Please reproduce the records below without any changes, from the line with "Where can the forest floor" through the end of the records. Leave the pictures out of your answer.

BEGIN

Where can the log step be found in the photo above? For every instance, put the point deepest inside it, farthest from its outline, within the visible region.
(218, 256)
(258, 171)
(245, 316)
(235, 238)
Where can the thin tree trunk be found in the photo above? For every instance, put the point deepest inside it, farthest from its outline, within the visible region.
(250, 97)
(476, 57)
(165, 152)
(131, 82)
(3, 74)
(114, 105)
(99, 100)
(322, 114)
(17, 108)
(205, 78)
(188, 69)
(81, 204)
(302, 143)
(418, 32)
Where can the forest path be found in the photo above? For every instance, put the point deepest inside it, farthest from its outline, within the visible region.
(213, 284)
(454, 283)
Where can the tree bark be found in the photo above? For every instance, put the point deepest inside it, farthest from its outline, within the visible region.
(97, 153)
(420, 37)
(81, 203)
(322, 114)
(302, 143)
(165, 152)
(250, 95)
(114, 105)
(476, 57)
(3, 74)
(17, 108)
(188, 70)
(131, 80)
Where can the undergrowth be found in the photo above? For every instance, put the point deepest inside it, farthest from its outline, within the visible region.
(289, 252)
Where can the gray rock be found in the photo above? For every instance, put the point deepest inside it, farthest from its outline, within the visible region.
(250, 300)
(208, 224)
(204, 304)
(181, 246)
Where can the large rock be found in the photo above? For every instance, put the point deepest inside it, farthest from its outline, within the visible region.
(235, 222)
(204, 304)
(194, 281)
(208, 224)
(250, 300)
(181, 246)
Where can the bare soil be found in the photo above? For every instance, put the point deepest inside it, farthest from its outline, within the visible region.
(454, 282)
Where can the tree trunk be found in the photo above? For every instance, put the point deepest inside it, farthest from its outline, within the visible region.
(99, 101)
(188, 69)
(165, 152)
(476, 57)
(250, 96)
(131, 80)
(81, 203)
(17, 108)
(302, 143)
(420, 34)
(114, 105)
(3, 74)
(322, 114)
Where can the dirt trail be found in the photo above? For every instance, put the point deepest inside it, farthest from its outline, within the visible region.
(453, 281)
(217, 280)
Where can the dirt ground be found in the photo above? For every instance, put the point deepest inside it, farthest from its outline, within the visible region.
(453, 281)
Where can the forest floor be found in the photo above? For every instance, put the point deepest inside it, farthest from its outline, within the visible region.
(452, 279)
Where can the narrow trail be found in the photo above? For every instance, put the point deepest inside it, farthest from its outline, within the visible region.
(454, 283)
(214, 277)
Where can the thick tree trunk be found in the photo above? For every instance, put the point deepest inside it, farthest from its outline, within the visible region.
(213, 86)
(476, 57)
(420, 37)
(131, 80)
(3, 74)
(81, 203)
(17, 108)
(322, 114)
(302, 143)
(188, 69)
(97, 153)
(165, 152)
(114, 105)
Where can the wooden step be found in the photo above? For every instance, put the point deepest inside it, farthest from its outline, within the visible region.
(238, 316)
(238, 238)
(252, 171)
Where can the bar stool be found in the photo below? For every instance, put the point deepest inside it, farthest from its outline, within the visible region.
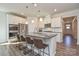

END

■ **FINAL RESULT**
Where can the forest floor be found in the photo above? For every instance, put the point deepest inside it, farthest from its outline, within the visible region.
(452, 279)
Where can the narrow trail be found in the photo above? For every instance, put the point deepest inside it, farthest from its outline, within the visible region.
(454, 283)
(214, 277)
Where can the thick tree trunk be found in the photo above? For every instance, put the point deepest inside it, farthest from its outline, within the visible region.
(213, 86)
(476, 57)
(420, 37)
(131, 80)
(3, 74)
(81, 203)
(17, 108)
(322, 114)
(302, 143)
(188, 69)
(97, 153)
(165, 152)
(114, 105)
Where can the wooden step be found in the photo above? For every instance, put the point deepest inside it, farthest from its outline, within the visible region.
(238, 316)
(238, 238)
(252, 171)
Where can the bar stool be found in the photo below? For every instance, put the point deepest inside it, farthest from its outline, within the visible region.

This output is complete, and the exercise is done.